Edgar Hoover, la historia secreta del FBI
(Un texto de Daniel Méndez en el XLSemanal del 20 de agosto de 2017)
Vigiló obsesivamente a Kennedy,
Monroe y a Luther King. Pero se resistió a investigar a la Mafia. Edgar
Hoover, director del FBI durante 44 años, tenía algo que ocultar: una
amistad peligrosa marcó la organización.
“Un camaleón. Podía ser muy atractivo, pero era un manipulador nato. Se
metía a la gente en el bolsillo», así definía William Sullivan, ex
subdirector del FBI, a Edgar Hoover. Y añadía: «Era un individuo con una
inteligencia muy particular, astuto y sin escrúpulos. Nunca leyó un
libro susceptible de ampliar sus miras o su pensamiento. Y lo mismo
sucedía con Clyde Tolson. Ambos vivían en su propio, extraño, pequeño
mundo”. La descripción no sería tan peculiar ni relevante si ese
«pequeño mundo» no fuese el FBI, la policía federal más famosa y
poderosa del mundo, y si Hoover no fuese El Director, con mayúsculas, el
hombre que estuvo al frente de la Oficina Federal de Investigación
durante 44 años.
Tampoco sería tan relevante la mención de Clyde Tolson si no
fuese porque, además de ser el asistente de Hoover durante todos esos
años fue, a juzgar por los datos, su pareja. Lo que, a su vez,
no sería más que un detalle de su vida privada, si no fuese porque
Hoover se dedicó durante años a atosigar a la comunidad homosexual y en
público mostraba un total desprecio hacia los gays. Sin embargo, Hoover y
Tolson eran inseparables: durante 40 años, además de trabajar juntos,
almorzaban y cenaban juntos todos los días, iban juntos al hipódromo los
domingos y hacían juntos casi todos los viajes de placer… Los rumores
no tardaron en extenderse –Truman Capote los llamaba «Johnny and Clyde»-
y luchar contra esos comentarios llegó a ser una obsesión de Hoover,
quien sin embargo no hizo ni remotamente pública ninguna relación
romántica con mujer alguna. Quienes conocieron bien a los dos afirman
que su relación no era sexual. Argumentan que Hoover era una persona asexuada cuya única pasión era el FBI, que comenzó a dirigir con sólo 29 años.

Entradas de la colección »
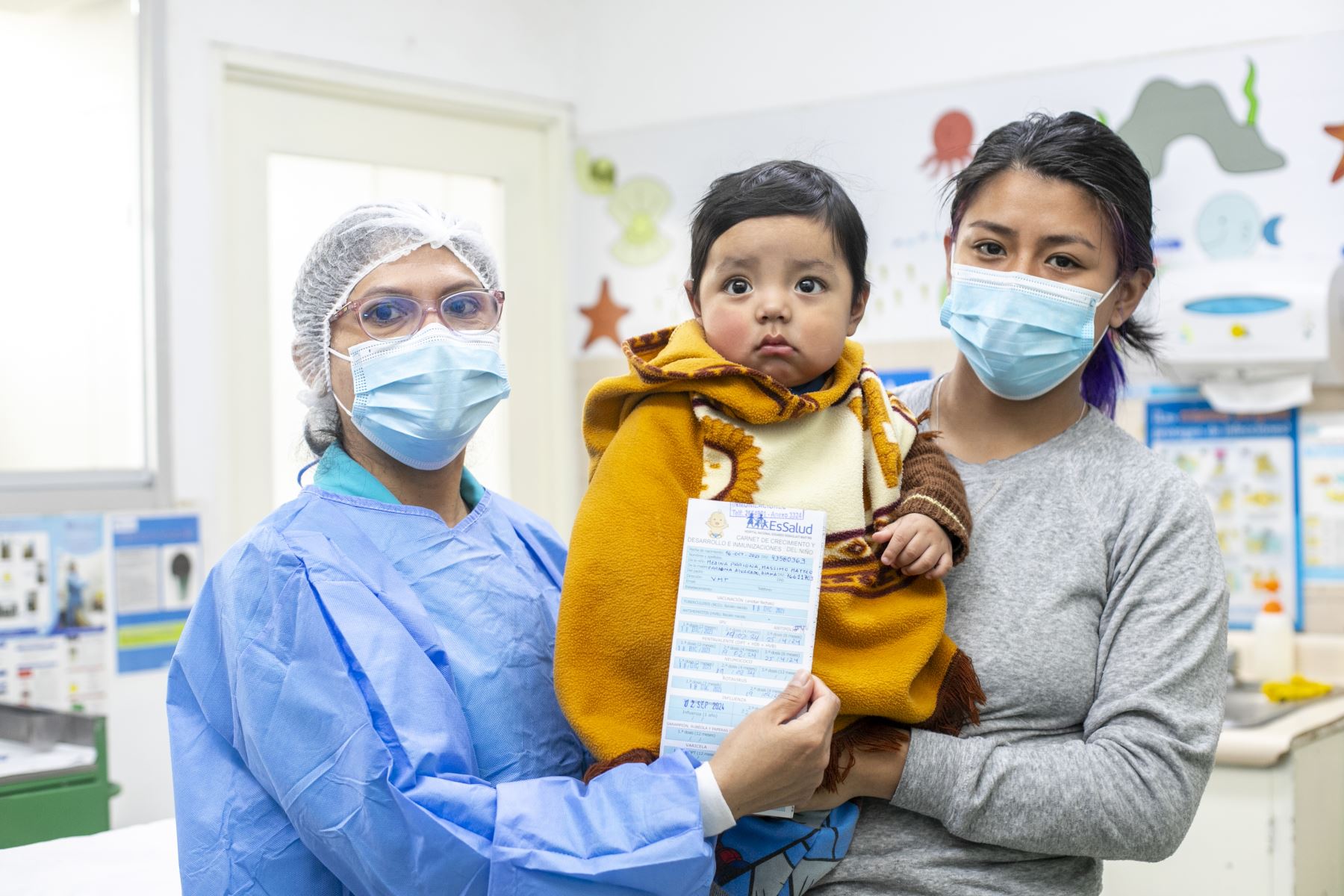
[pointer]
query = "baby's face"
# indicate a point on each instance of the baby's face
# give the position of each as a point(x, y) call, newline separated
point(776, 296)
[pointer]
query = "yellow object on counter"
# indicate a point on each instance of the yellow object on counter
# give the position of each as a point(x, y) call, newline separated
point(1297, 688)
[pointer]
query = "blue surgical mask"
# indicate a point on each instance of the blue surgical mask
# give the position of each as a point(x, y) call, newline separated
point(421, 399)
point(1021, 335)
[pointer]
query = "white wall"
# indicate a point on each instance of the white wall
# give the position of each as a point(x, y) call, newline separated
point(650, 63)
point(522, 47)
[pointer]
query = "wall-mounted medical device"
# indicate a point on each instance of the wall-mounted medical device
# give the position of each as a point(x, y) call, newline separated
point(1253, 335)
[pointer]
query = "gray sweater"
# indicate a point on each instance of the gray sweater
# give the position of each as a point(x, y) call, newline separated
point(1093, 605)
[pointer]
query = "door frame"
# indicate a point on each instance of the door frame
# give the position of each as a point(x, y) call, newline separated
point(546, 482)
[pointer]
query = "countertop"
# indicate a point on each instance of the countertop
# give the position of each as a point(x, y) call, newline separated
point(1319, 657)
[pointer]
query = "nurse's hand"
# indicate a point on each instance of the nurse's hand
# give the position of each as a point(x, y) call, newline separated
point(776, 756)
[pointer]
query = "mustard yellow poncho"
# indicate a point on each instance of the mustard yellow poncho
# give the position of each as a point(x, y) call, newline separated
point(683, 423)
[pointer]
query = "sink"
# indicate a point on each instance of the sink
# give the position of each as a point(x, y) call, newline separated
point(1246, 707)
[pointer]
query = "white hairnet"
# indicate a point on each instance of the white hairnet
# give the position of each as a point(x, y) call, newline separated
point(361, 240)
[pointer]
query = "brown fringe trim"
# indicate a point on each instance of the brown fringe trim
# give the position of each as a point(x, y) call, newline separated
point(644, 756)
point(868, 735)
point(960, 699)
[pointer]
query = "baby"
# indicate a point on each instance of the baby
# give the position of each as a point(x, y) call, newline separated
point(762, 399)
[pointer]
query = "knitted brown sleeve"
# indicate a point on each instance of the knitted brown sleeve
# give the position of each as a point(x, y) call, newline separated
point(930, 485)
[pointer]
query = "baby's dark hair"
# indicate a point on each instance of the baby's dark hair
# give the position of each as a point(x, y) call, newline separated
point(780, 188)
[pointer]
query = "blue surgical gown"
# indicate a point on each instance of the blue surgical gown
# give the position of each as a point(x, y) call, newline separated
point(362, 702)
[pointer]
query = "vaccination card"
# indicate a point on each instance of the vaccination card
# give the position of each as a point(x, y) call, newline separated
point(746, 615)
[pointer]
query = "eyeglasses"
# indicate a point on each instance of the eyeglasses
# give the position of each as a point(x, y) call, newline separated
point(393, 317)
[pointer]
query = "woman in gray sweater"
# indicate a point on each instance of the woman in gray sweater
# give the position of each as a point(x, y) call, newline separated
point(1093, 601)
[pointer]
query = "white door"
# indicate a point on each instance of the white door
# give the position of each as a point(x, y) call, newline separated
point(297, 155)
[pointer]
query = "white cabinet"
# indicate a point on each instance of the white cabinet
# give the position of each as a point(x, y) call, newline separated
point(1258, 832)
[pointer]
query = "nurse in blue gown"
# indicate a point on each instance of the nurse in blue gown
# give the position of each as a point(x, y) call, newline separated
point(362, 699)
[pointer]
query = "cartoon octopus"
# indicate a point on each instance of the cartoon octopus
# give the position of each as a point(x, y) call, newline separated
point(952, 136)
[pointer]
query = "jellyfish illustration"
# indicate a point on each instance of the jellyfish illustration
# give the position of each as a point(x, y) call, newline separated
point(181, 568)
point(638, 206)
point(952, 136)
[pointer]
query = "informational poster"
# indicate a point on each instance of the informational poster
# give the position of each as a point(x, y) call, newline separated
point(1248, 467)
point(158, 570)
point(745, 617)
point(55, 606)
point(1322, 482)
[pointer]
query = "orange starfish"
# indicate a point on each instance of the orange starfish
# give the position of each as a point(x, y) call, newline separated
point(1337, 132)
point(604, 316)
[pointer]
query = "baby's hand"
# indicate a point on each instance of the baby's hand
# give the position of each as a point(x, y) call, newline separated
point(918, 546)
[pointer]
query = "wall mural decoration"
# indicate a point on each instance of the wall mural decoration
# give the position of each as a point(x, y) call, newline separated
point(1229, 226)
point(1167, 111)
point(638, 205)
point(604, 316)
point(1241, 140)
point(594, 176)
point(1337, 132)
point(952, 137)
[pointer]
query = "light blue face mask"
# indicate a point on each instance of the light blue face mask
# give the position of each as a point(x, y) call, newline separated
point(1021, 335)
point(421, 399)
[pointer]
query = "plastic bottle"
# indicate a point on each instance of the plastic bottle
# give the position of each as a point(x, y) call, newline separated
point(1272, 647)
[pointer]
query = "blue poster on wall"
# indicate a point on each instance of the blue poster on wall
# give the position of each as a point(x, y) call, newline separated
point(55, 601)
point(158, 568)
point(1248, 469)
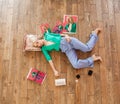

CONSIGNA 1 »
Responde a estas preguntas sobre el texto acerca de Edgar Hoover:
(a) ¿Durante cuántos años dirigió Hoover el FBI?
(b) ¿Qué cargo había ocupado William Sullivan?
(c) ¿Cómo llamaba Truman Capote a Hoover y Tolson?
CONSIGNA 2 » En el texto sobre Edgar Hoover, sustituye "la Mafia" por "el crimen organizado" en el pasaje que empieza en las palabras "Vigiló obsesivamente a" y termina después de "marcó la organización.", y escribe ese pasaje completo con el cambio.

RESPUESTA DESARROLLADA 1 »
(a) Hoover dirigió el FBI durante 44 años.
(b) William Sullivan había sido subdirector del FBI.
(c) Truman Capote los llamaba «Johnny and Clyde».

RESPUESTA DESARROLLADA 2 »
Vigiló obsesivamente a Kennedy,
Monroe y a Luther King. Pero se resistió a investigar a el crimen organizado. Edgar
Hoover, director del FBI durante 44 años, tenía algo que ocultar: una
amistad peligrosa marcó la organización.